═══ Selected text
Education Expert Advice from Peggy Gisler, Ed.S. and Marge Eberts, Ed.S.

Q: My nine-year-old stepdaughter has a problem with spelling. Every week she gets a spelling list to study and will practically ace every test, but when she is writing her everyday work, she misspells almost every word. It almost seems as if she only puts the effort in to spell correctly if she's being graded on it. How can I help her with her daily spelling?

A: Not everyone can be a great speller; however, poor spellers can improve with special help especially if they are interested in improving. Begin by having a talk with the teacher about the weekly spelling list. It is quite possible that it is not appropriate for your stepdaughter even though she aces it, as she is not recalling the words. Plus, why should she be working on learning how to spell grade level words if she can't spell easier more basic words correctly. She would probably do much better with a personalized list based on the most common words that she is misspelling or simply to work on a more elementary list.

The technique that children use to learn to spell words is extremely important. You want to have your stepdaughter learn to "see" words. Here is what she needs to do to really learn every word on the spelling list according to spelling expert, Brad Loomer:

1. Look at the word and say it.
2. Cover the word and write it.
3. Uncover the word and check her spelling.
4. Cover her work, write it, and check it three more times.
══════
═══ Extracted entries
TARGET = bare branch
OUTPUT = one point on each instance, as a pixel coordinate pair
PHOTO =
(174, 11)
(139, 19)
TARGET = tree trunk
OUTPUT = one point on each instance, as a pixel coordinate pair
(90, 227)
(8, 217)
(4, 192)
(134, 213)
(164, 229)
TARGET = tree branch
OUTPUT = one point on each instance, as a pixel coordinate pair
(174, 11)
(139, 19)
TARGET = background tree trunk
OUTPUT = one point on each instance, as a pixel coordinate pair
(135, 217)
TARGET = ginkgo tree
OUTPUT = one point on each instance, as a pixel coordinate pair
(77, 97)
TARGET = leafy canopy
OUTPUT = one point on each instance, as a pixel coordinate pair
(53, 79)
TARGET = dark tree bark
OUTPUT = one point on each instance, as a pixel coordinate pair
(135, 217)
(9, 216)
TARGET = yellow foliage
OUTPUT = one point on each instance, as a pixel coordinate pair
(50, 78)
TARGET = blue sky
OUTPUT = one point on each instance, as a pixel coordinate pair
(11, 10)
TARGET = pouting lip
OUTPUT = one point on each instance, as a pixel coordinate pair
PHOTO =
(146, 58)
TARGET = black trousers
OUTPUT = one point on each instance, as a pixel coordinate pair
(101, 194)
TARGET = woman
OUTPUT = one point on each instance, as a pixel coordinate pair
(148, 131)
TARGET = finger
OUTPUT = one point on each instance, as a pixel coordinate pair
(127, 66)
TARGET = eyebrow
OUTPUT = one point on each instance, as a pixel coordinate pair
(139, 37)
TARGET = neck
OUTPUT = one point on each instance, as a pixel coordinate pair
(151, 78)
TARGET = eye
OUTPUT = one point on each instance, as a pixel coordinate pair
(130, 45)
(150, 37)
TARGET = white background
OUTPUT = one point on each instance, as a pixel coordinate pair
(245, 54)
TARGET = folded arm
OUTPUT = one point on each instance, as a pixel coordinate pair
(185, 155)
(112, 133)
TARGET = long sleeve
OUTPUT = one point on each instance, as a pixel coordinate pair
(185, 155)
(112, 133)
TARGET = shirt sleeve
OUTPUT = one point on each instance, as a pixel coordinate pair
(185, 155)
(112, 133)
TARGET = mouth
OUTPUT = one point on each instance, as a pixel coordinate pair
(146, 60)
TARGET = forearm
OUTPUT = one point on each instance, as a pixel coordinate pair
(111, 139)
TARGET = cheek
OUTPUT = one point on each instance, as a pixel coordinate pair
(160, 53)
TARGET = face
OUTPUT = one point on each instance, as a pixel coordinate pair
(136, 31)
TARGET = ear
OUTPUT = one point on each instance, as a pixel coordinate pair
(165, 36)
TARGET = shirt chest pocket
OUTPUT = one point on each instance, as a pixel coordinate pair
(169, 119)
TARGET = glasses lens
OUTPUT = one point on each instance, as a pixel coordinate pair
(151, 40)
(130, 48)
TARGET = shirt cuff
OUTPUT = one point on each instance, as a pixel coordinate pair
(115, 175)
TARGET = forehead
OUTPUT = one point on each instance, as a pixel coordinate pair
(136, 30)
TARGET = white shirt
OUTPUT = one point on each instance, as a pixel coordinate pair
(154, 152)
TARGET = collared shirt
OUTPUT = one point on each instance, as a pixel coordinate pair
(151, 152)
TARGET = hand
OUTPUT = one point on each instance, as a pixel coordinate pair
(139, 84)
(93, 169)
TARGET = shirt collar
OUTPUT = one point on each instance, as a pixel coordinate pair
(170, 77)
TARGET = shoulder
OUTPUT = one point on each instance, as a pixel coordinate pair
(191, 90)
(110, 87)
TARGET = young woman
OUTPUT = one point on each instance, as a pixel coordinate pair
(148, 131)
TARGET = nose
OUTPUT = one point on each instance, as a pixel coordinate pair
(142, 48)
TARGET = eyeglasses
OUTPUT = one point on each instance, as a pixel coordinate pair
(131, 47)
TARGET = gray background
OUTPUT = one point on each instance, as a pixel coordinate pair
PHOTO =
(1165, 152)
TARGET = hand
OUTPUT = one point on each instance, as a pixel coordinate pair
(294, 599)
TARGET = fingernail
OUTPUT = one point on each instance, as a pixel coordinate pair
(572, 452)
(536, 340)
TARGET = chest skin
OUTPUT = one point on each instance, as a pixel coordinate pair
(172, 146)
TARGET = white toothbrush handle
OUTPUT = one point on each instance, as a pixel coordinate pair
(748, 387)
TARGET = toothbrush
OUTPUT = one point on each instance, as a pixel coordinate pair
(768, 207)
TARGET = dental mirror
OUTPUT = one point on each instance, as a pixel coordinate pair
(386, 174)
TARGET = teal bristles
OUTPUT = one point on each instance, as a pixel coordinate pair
══════
▸ Your goal
Translate this sentence from the spelling advice text into Spanish: "The technique that children use to learn to spell words is extremely important."

▸ Output for this exercise
La técnica que utilizan los niños para aprender a escribir correctamente las palabras es sumamente importante.